• Exercises:
A – Write out the hypnobirthing article from "Record numbers turn" up to and including "month during 2016.".
B – Using the hypnobirthing article, say whether each statement agrees with it, answering yes or no and quoting the words that decide it: (i) In 2012, six couples per month took a hypnobirthing course. (ii) The Swedish study asked women about labour pain one week after delivery. (iii) Emma Harwood-Jones is the founder of Together Birthing.
C – Proceed with the hypnobirthing article from where it stops.

[Study text]

Record numbers turn to hypnobirthing for a fear-free, easier birth experience
According to recent statistics released by Colchester Hospital University, the number of couples taking hypnobirthing courses has risen fourteenfold in the last four years. In 2012 only six couples per month undertook a course, a figure that has risen to 84 per month during 2016.
Hypnobirthing is a field of antenatal care that focuses on self-hypnotic techniques and achieving a state of deep relaxation in the mind to relieve the pain, anxiety and stress of childbirth.
During a two-week period in a major Swedish city, Waldenström, Bergman, and Vasell (1996) asked all women who gave birth during that time, except for those who did not speak Swedish and women who underwent elective cesarean sections, about their experiences of labour pain two days after delivery. Of the 278 women in the study group who did not use hypnobirthing, 41 per cent rated the discomfort of labour as the worst pain imaginable and as many as 91 per cent of the participants used analgesia/pain relief. However, data compiled by Together Birthing shows that for hypnobirthing women, on average only 31 per cent of hypnobirthing mums required some form of pain relief or medication (including gas and air).
Together Birthing help women and their birth partners prepare for the birth of their children. Midwives predict that hypnobirthing will be accepted as standard antenatal birth preparation within the next 10 years, similar to how water births have become common practice over the past decade.
“Hypnobirthing provides mums-to-be with breathing, visualisation, self-hypnosis, neuro-linguistic programming and fear release techniques, which aid any anxieties and negative thoughts about birth at a subconscious level,” says Emma Harwood-Jones, founder of Together Birthing.
“With hypnosis, oxytocin and endorphins flow and create a calm state of body and mind,” she continues. “Oxytocin causes the muscles to surge, opening the cervix at optimum efficiency. Endorphins act as the body’s natural tranquiliser, and are said to be 200 times more powerful than morphine.”

[/Study text]
[Data extracts]

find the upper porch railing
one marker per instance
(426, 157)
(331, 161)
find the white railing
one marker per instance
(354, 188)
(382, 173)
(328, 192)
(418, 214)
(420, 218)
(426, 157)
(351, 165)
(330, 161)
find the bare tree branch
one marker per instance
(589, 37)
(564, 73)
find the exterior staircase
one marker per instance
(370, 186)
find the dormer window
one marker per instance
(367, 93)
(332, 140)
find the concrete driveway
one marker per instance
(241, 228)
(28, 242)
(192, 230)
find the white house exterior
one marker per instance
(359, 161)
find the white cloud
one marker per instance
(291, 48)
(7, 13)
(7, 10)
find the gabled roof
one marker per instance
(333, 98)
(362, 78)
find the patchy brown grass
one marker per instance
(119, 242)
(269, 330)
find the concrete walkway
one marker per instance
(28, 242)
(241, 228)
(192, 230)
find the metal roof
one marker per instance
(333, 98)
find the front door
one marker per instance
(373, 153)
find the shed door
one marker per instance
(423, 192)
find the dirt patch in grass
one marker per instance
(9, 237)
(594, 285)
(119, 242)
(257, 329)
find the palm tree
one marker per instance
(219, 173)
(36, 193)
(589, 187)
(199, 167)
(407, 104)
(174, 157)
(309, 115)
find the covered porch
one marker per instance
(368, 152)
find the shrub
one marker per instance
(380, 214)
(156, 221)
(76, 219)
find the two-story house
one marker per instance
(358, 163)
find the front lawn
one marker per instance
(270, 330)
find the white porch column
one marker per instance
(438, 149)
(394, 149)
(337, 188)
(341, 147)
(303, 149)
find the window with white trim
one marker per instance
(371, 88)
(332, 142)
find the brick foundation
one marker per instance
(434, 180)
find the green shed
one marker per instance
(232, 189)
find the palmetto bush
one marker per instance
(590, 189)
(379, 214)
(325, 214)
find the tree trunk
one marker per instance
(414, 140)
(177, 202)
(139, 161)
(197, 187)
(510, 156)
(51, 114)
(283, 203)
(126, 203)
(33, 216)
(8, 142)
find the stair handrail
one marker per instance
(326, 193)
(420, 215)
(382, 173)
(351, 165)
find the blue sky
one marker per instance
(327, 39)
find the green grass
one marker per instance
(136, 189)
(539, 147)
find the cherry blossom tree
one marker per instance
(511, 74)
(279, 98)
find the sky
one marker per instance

[/Data extracts]

• Answers by task:
A –
Record numbers turn to hypnobirthing for a fear-free, easier birth experience
According to recent statistics released by Colchester Hospital University, the number of couples taking hypnobirthing courses has risen fourteenfold in the last four years. In 2012 only six couples per month undertook a course, a figure that has risen to 84 per month during 2016.

B –
(i) Yes: "In 2012 only six couples per month undertook a course"
(ii) No: "about their experiences of labour pain two days after delivery"
(iii) Yes: "says Emma Harwood-Jones, founder of Together Birthing"

C –
However, people are still hesitant about use of hypnosis in childbirth.
“Hypnosis is a completely natural phenomenon which we experience every day of our lives, when we daydream or become engrossed in a good book or film. Hypnosis is just a state of relaxation where we choose to focus our attention inwards. We remain fully in control and aware of what is happening around us.”
Studies have also shown that hypnobirthing can shorten labour – Jenkins and Pritchard found a reduction of 3 hours for first-time mums from an average of 9.3 hours to 6.4 hours. Meanwhile, a study by Royal Wolverhampton Hospitals NHS Trust showed that only 4 per cent of hypnobirthing births ended with an emergency C-section, compared with 15 per cent for the general population.
Harwood-Jones concludes, “Hypnobirthing cannot promise the perfect birth, but it does give women the best opportunity for a drug-free birth as the need for pain relief greatly reduces. Even if intervention is needed for special circumstances, hypnobirthing still helps women and their birth companions cope with the experience. It empowers parents to ask questions and stay calm so they feel fully informed and positive about the birth.”